| Task prompt |
Please rewrite these rows with every "frame" replaced by "image", changing nothing else. Leave the pictures out of your answer.

| Entries supplied |
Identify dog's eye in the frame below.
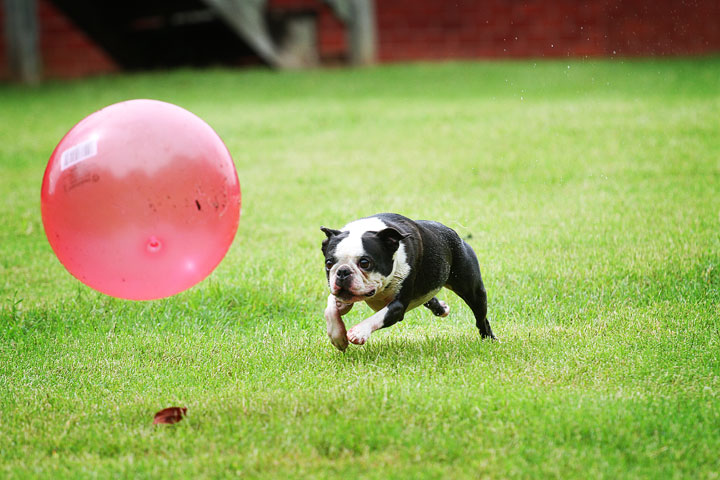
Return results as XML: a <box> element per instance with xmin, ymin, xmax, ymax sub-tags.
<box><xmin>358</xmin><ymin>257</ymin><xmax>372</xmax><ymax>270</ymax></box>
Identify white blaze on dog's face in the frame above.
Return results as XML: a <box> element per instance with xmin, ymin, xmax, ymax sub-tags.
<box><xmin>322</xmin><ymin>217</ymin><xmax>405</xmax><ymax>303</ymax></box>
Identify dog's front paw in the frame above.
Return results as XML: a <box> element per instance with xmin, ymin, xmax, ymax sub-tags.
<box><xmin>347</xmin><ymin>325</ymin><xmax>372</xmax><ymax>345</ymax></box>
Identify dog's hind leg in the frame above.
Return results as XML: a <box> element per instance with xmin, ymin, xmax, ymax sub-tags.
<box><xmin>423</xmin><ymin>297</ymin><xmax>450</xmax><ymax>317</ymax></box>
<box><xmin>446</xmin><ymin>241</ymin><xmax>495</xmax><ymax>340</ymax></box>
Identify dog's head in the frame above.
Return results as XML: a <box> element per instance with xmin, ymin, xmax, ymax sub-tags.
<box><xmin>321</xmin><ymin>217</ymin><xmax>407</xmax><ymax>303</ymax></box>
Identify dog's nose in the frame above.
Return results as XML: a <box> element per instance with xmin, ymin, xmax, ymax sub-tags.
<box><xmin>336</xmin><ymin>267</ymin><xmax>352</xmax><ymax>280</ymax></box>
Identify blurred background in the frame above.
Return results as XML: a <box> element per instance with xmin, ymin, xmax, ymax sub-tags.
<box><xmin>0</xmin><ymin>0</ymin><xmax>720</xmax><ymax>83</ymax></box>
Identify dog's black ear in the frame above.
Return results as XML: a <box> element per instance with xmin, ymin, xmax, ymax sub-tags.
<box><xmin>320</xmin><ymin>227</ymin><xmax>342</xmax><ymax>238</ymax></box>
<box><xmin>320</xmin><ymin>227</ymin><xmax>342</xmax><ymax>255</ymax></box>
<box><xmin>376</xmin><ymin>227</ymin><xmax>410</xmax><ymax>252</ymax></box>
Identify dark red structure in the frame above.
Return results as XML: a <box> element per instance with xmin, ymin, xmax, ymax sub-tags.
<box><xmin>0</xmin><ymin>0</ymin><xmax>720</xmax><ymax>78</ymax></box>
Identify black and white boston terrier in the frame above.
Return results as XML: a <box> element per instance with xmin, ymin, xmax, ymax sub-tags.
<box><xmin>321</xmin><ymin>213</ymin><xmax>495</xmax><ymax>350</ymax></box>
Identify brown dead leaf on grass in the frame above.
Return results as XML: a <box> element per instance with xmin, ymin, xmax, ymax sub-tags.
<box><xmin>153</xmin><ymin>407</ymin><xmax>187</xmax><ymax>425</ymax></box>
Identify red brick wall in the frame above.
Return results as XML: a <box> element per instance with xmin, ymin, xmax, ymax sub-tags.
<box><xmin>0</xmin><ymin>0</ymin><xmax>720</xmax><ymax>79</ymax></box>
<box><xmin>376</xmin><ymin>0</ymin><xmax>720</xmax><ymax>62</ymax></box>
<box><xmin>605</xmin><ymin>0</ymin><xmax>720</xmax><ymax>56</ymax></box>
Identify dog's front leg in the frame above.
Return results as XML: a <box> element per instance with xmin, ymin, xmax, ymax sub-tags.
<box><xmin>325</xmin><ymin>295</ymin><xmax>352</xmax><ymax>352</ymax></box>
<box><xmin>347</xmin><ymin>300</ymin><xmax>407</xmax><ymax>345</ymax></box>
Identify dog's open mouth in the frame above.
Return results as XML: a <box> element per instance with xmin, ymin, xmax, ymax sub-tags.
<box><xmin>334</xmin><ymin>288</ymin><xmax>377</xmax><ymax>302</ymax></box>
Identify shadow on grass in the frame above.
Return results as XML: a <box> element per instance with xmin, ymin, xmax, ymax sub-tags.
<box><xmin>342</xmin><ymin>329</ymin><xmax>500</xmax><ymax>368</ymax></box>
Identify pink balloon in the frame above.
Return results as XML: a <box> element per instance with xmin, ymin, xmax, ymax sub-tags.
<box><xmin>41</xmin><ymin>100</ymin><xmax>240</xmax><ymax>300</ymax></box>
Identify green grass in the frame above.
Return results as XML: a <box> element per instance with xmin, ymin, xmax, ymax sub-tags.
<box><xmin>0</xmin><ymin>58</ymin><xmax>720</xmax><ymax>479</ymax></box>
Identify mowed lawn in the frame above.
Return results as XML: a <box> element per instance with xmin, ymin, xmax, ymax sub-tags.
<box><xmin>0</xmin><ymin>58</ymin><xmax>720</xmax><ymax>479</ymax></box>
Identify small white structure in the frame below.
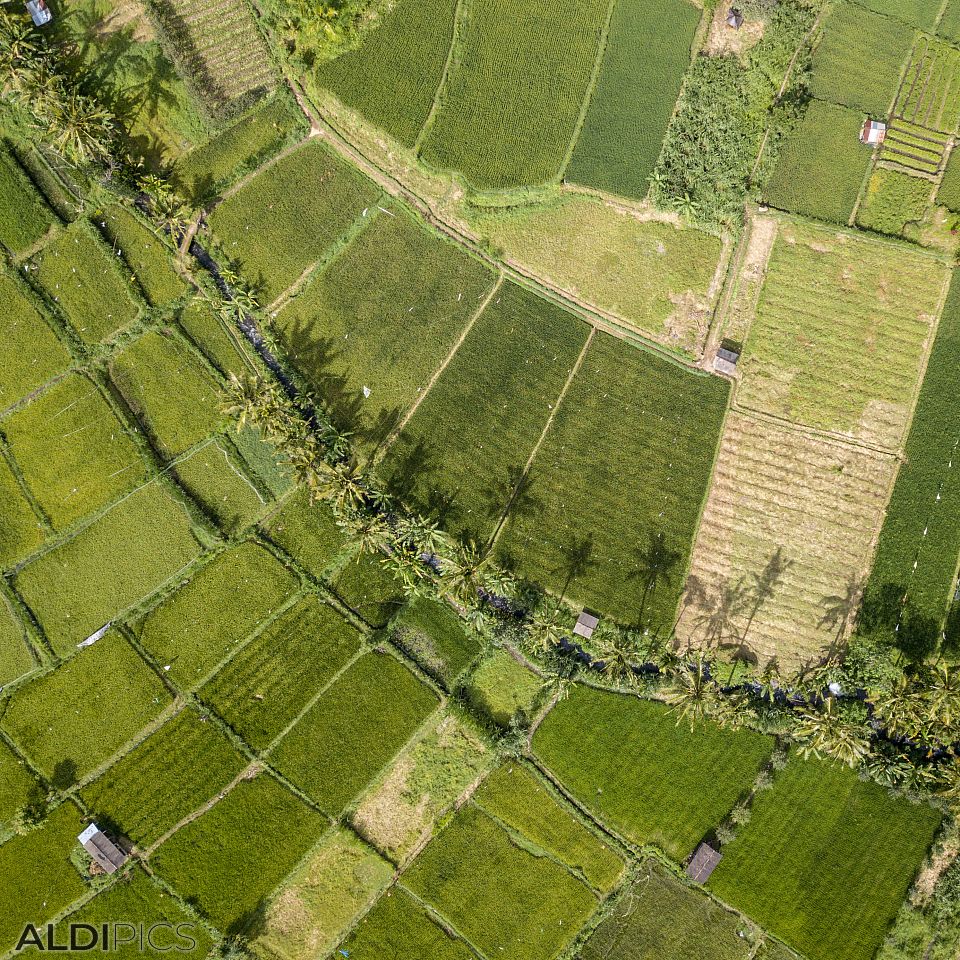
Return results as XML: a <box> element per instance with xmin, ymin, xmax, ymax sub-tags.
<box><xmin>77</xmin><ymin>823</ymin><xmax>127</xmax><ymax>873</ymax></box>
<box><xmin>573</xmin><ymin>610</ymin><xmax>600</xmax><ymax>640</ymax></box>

| Correct answer |
Identify dog's eye in the image below.
Return results as XML: a <box> element per instance with xmin, ymin, xmax, ymax sub-tags.
<box><xmin>358</xmin><ymin>257</ymin><xmax>372</xmax><ymax>270</ymax></box>
Identify white blaze on dog's face in the image above.
Return results as XML: a <box> element per instance with xmin, ymin, xmax, ymax sub-tags.
<box><xmin>322</xmin><ymin>217</ymin><xmax>405</xmax><ymax>303</ymax></box>
Identify dog's front paw in the image above.
Return results as XML: a <box> element per instance with xmin, ymin, xmax, ymax sub-tags.
<box><xmin>347</xmin><ymin>325</ymin><xmax>372</xmax><ymax>345</ymax></box>
Identify dog's hind leg in the image above.
Return results as XML: a <box> element per instance with xmin, ymin, xmax, ymax sub-tags.
<box><xmin>423</xmin><ymin>297</ymin><xmax>450</xmax><ymax>317</ymax></box>
<box><xmin>446</xmin><ymin>241</ymin><xmax>495</xmax><ymax>340</ymax></box>
Identify dog's head in the image above.
Return results as XML: a <box> element per instance with xmin, ymin, xmax, ymax sub-tags.
<box><xmin>321</xmin><ymin>217</ymin><xmax>407</xmax><ymax>303</ymax></box>
Identify dog's nose in the image above.
Return results as XML: a <box> element per instance with xmin, ymin, xmax, ymax sub-tags.
<box><xmin>336</xmin><ymin>267</ymin><xmax>352</xmax><ymax>280</ymax></box>
Identify blurred background in the image above.
Return results as XML: a <box> element per instance with xmin, ymin, xmax, ymax sub-tags.
<box><xmin>0</xmin><ymin>0</ymin><xmax>720</xmax><ymax>83</ymax></box>
Identify dog's black ear in the image above.
Return results as XML: a <box> element per instance with xmin, ymin, xmax, ymax sub-tags.
<box><xmin>320</xmin><ymin>227</ymin><xmax>342</xmax><ymax>238</ymax></box>
<box><xmin>320</xmin><ymin>227</ymin><xmax>342</xmax><ymax>255</ymax></box>
<box><xmin>376</xmin><ymin>227</ymin><xmax>410</xmax><ymax>252</ymax></box>
Identify dark red structure in the image above.
Return results as XML: a <box> element per instance with xmin, ymin, xmax, ymax sub-tags.
<box><xmin>0</xmin><ymin>0</ymin><xmax>720</xmax><ymax>78</ymax></box>
Identify black and white boston terrier in the image above.
Return results as XML: a <box> element per instance with xmin, ymin, xmax, ymax sub-tags.
<box><xmin>321</xmin><ymin>213</ymin><xmax>495</xmax><ymax>350</ymax></box>
Identify brown dead leaf on grass in the image above.
Return results as XML: a <box> element per instance with xmin, ymin, xmax, ymax sub-tags.
<box><xmin>153</xmin><ymin>407</ymin><xmax>187</xmax><ymax>425</ymax></box>
Identify red brick wall in the image above.
Return results as XML: a <box> element per instance with xmin, ymin, xmax, ymax sub-tags.
<box><xmin>0</xmin><ymin>0</ymin><xmax>720</xmax><ymax>79</ymax></box>
<box><xmin>376</xmin><ymin>0</ymin><xmax>720</xmax><ymax>62</ymax></box>
<box><xmin>605</xmin><ymin>0</ymin><xmax>720</xmax><ymax>56</ymax></box>
Identify dog's front leg in the image above.
Return results as XML: a <box> element per instance with xmin, ymin, xmax, ymax sub-tags.
<box><xmin>325</xmin><ymin>295</ymin><xmax>352</xmax><ymax>352</ymax></box>
<box><xmin>347</xmin><ymin>300</ymin><xmax>407</xmax><ymax>345</ymax></box>
Identify dog's open mouth in the image above.
Return results as XML: a <box> element per instance with xmin, ymin, xmax, ymax sub-tags.
<box><xmin>334</xmin><ymin>288</ymin><xmax>377</xmax><ymax>302</ymax></box>
Identify shadow on grass in the image above.
Return results as XML: a <box> element per instance with xmin, ymin, xmax, ymax sub-tags.
<box><xmin>342</xmin><ymin>329</ymin><xmax>500</xmax><ymax>368</ymax></box>
Identify pink balloon in the image above.
Return results as XML: a <box> element per instance with xmin, ymin, xmax, ymax sub-tags.
<box><xmin>41</xmin><ymin>100</ymin><xmax>240</xmax><ymax>300</ymax></box>
Identify green grass in the image above.
Return results as XML: a <box> element per instance with xmin, ymin, xmax, ymax sub-tags.
<box><xmin>0</xmin><ymin>58</ymin><xmax>720</xmax><ymax>479</ymax></box>
Identify mowed lawn in the image above.
Return results as XML: a <box> element per instance with xmin, ymin, xmax, ymax sub-tags.
<box><xmin>0</xmin><ymin>58</ymin><xmax>720</xmax><ymax>479</ymax></box>
Identify small white structure in the image below.
Return results as XML: a <box> element per instance with xmin, ymin, xmax, ymax sub-tags.
<box><xmin>77</xmin><ymin>823</ymin><xmax>127</xmax><ymax>873</ymax></box>
<box><xmin>573</xmin><ymin>610</ymin><xmax>600</xmax><ymax>640</ymax></box>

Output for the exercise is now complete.